*Task brief:* Arrange the lines of the listing below, from the line containing "As a courtesy, could you identify the paved" through the end of the listing, inclusive, as a Markdown table with the columns n and Line. Give each line its row number and skip blank lines.

Coordinate annotation entries
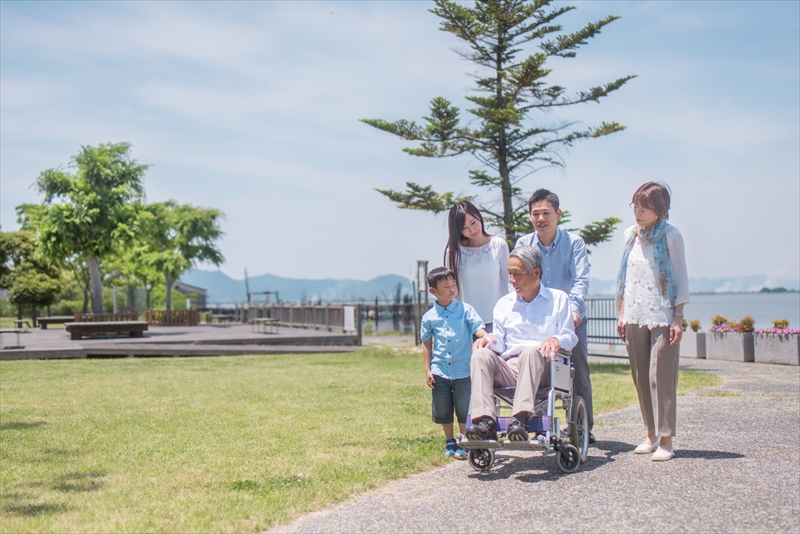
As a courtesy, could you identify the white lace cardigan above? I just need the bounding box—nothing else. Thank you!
[445,236,508,323]
[622,225,689,328]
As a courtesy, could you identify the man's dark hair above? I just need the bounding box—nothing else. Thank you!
[428,267,456,289]
[528,189,558,213]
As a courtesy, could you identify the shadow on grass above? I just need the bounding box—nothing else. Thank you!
[0,502,69,517]
[0,421,47,430]
[53,471,108,492]
[0,493,69,517]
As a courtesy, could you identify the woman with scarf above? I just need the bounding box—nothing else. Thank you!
[617,182,689,461]
[444,200,508,333]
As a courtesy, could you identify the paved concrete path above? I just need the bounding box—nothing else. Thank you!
[275,358,800,533]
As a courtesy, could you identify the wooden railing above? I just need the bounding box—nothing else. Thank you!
[241,304,361,333]
[586,297,625,345]
[147,310,199,326]
[74,312,139,323]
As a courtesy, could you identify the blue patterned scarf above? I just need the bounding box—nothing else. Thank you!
[617,219,678,314]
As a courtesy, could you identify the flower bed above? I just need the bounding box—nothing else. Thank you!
[706,331,756,362]
[754,328,800,365]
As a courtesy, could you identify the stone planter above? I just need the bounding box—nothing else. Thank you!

*Task solution:*
| n | Line |
|---|---|
| 1 | As a courtesy, could you identify the paved concrete path above? I just need the bounding box—nothing else. Thank you! |
| 2 | [275,358,800,533] |
| 3 | As a courtesy, could you identify the wooden railing above? I just need the bounding box—nothing else. Thank you! |
| 4 | [241,304,361,333] |
| 5 | [586,297,625,345] |
| 6 | [147,310,199,326] |
| 7 | [74,312,139,323] |
| 8 | As a courtesy, could you identify the blue patterned scarf above? I just need the bounding box—nothing else. Thank you! |
| 9 | [617,219,678,314] |
| 10 | As a courtesy, could you identify the flower bed above? I just need the bounding box—nothing else. Thank you! |
| 11 | [706,331,756,362] |
| 12 | [754,328,800,365] |
| 13 | As a courtesy, could you identify the stone planter above? I just need the bounding box—nothing else. Thank you! |